# To do
Write out every line of the items below again, requests included, but add 137 to each coordinate in the answer points. Leave the pictures out.

# Dataset content
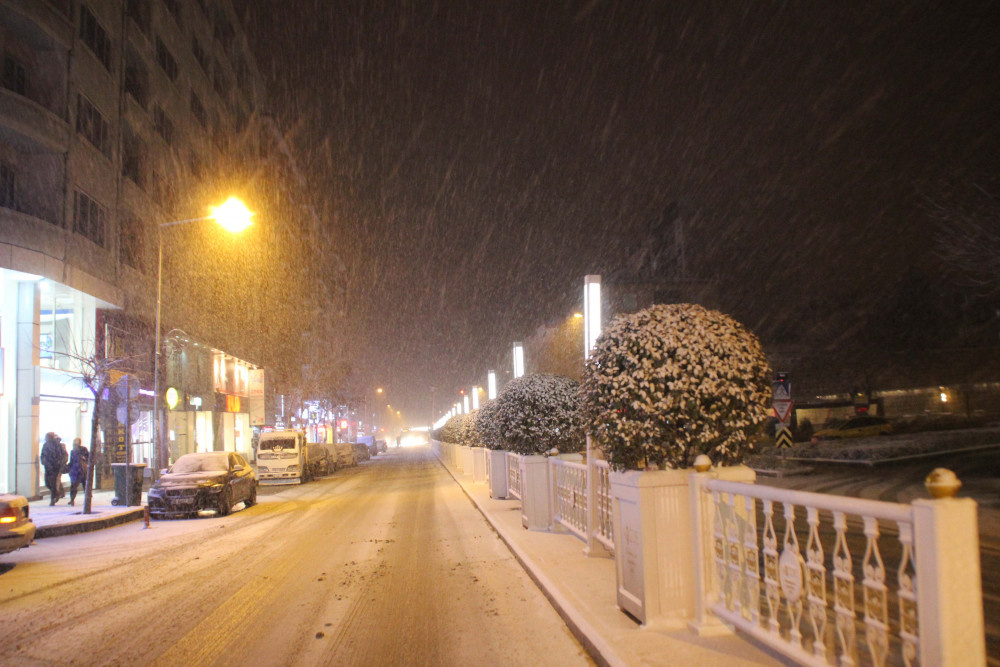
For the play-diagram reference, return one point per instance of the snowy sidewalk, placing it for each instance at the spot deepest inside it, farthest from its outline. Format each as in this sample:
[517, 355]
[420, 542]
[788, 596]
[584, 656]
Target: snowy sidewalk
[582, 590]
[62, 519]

# The solution
For the play-diagram reference, return one point per instance of the snowy sidewalk, placing it for each instance at the spot deepest inside it, farthest from its outline. Format each as in this sample:
[517, 355]
[420, 542]
[788, 596]
[584, 656]
Target: snowy sidewalk
[719, 727]
[199, 656]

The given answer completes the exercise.